*Records:*

= = =

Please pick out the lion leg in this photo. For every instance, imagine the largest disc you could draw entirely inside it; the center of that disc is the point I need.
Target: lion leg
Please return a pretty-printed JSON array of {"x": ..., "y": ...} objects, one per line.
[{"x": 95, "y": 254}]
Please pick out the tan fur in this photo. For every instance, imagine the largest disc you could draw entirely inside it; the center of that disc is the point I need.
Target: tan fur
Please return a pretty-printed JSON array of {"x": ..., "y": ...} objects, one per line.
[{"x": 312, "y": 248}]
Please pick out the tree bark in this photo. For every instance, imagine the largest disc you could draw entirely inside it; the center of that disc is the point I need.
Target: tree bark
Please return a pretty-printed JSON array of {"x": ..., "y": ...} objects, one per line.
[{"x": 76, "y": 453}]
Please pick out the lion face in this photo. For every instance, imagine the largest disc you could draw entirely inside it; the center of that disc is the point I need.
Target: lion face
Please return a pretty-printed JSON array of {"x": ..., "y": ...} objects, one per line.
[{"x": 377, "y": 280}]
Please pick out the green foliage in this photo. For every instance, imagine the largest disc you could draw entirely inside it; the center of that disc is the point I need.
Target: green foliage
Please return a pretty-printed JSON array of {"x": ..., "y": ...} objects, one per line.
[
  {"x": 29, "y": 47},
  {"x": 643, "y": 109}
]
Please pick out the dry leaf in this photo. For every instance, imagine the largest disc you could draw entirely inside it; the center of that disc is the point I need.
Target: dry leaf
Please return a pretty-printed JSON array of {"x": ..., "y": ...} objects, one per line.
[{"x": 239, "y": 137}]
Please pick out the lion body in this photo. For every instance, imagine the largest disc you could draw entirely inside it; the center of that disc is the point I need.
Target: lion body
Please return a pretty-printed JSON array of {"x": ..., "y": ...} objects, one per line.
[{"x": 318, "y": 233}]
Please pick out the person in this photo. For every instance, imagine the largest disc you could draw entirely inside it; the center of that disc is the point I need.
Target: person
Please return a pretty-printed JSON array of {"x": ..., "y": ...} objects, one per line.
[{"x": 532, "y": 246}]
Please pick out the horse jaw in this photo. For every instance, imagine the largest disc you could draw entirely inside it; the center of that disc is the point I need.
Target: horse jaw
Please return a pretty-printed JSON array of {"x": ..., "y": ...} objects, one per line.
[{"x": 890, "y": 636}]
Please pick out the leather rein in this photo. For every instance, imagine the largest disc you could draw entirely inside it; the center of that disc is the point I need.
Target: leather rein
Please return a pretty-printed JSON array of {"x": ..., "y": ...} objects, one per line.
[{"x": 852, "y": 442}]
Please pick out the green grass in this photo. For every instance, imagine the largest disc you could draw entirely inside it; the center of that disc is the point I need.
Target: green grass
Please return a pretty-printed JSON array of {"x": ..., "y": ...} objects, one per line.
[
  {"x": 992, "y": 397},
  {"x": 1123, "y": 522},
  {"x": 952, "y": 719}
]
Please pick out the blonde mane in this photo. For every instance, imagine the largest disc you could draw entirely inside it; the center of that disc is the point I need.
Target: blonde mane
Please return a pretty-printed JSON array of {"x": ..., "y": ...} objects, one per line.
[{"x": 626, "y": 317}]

= = =

*What you need to do:*
In the listing, find every line containing the word "Target" and list it.

*Exercise answer:*
Target: lion leg
Target: tan fur
Target: tree bark
Target: lion face
Target: green foliage
Target: dry leaf
Target: lion body
Target: person
Target: horse jaw
Target: leather rein
Target: green grass
Target: blonde mane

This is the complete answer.